Page excerpt -
====================
Address correspondence and requests for reprints to Dr. Krumholz: Yale University School of Medicine, Room I-456 SHM, 333 Cedar Street, PO Box 208088, New Haven, CT 06520-8088 (e-mail: harlan.krumholz@yale.edu).

Abstract

BACKGROUND: Patients and purchasers prefer board-certified physicians, but whether these physicians provide better quality of care and outcomes for hospitalized patients is unclear.

OBJECTIVE: We evaluated whether care by board-certified physicians after acute myocardial infarction (AMI) was associated with higher use of clinical guideline recommended therapies and lower 30-day mortality.

SUBJECTS AND METHODS: We examined 101,251 Medicare patients hospitalized for AMI in the United States and compared use of aspirin, β-blockers, and 30-day mortality according to the attending physicians' board certification in family practice, internal medicine, or cardiology.

RESULTS: Board-certified family practitioners had slightly higher use of aspirin (admission: 51.1% vs 46.0%; discharge: 72.2% vs 63.9%) and β-blockers (admission: 44.1% vs 37.1%; discharge: 46.2% vs 38.7%) than nonboard-certified family practitioners. There was a similar pattern in board-certified Internists for aspirin (admission: 53.7% vs 49.6%; discharge: 78.2% vs 68.8%) and β-blockers (admission: 48.9% vs 44.1%; discharge: 51.2% vs 47.1). Board-certified cardiologists had higher use of aspirin compared with cardiologists certified in internal medicine only or without any board certification (admission: 61.3% vs 53.1% vs 52.1%; discharge: 82.2% vs 71.8% vs 71.5%) and β-blockers (admission: 52.9% vs 49.6% vs 41.5%; discharge: 54.7% vs 50.6% vs 42.5%). In multivariate regression analyses, board certification was not associated with differences in 30-day mortality.

CONCLUSIONS: Treatment by a board-certified physician was associated with modestly higher quality of care for AMI, but not differences in mortality. Regardless of board certification, all physicians had opportunities to improve quality of care for AMI.
====================
Point-per-instance localization records:
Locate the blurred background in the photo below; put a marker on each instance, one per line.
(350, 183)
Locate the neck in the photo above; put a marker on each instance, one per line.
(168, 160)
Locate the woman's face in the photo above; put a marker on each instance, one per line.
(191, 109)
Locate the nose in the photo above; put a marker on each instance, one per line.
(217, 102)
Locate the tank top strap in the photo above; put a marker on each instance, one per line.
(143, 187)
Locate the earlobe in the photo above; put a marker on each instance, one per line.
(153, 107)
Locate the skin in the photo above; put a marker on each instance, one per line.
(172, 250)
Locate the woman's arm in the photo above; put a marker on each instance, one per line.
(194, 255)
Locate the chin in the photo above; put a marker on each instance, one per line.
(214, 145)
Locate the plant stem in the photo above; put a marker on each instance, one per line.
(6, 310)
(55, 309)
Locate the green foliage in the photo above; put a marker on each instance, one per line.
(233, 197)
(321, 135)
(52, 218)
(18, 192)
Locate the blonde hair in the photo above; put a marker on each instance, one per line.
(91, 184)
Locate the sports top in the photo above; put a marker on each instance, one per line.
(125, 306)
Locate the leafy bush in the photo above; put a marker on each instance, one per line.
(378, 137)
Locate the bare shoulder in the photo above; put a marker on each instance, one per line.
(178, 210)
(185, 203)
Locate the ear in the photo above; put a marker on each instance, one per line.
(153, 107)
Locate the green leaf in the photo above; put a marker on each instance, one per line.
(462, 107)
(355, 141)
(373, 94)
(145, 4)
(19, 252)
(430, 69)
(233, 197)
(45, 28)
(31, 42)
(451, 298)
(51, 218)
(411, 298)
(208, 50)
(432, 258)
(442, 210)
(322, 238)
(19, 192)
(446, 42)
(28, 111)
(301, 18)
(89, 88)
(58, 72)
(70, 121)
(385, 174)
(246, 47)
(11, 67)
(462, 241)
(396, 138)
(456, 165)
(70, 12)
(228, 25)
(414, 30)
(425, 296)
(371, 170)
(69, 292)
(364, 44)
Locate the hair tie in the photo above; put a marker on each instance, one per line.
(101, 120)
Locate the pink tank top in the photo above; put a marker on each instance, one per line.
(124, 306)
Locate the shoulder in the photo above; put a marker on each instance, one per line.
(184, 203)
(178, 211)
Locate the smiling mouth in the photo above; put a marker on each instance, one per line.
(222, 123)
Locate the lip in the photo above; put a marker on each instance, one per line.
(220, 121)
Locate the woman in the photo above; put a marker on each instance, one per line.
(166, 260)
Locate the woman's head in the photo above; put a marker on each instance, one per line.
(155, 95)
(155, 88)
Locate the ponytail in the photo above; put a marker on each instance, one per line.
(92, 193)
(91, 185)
====================
Things to do -
A - According to the abstract on board certification and heart attack care, what prompted the researchers to carry out the study? Answer in one to three sentences.
B - Write out the passage of the abstract on board certification and heart attack care that lies between "RESULTS: Board-certified family" and "in 30-day mortality.", inclusive.

Answers to the exercise -
A - Patients and purchasers prefer board-certified physicians, but it was unclear whether these physicians provide better quality of care and outcomes for hospitalized patients.

B -
RESULTS: Board-certified family practitioners had slightly higher use of aspirin (admission: 51.1% vs 46.0%; discharge: 72.2% vs 63.9%) and β-blockers (admission: 44.1% vs 37.1%; discharge: 46.2% vs 38.7%) than nonboard-certified family practitioners. There was a similar pattern in board-certified Internists for aspirin (admission: 53.7% vs 49.6%; discharge: 78.2% vs 68.8%) and β-blockers (admission: 48.9% vs 44.1%; discharge: 51.2% vs 47.1). Board-certified cardiologists had higher use of aspirin compared with cardiologists certified in internal medicine only or without any board certification (admission: 61.3% vs 53.1% vs 52.1%; discharge: 82.2% vs 71.8% vs 71.5%) and β-blockers (admission: 52.9% vs 49.6% vs 41.5%; discharge: 54.7% vs 50.6% vs 42.5%). In multivariate regression analyses, board certification was not associated with differences in 30-day mortality.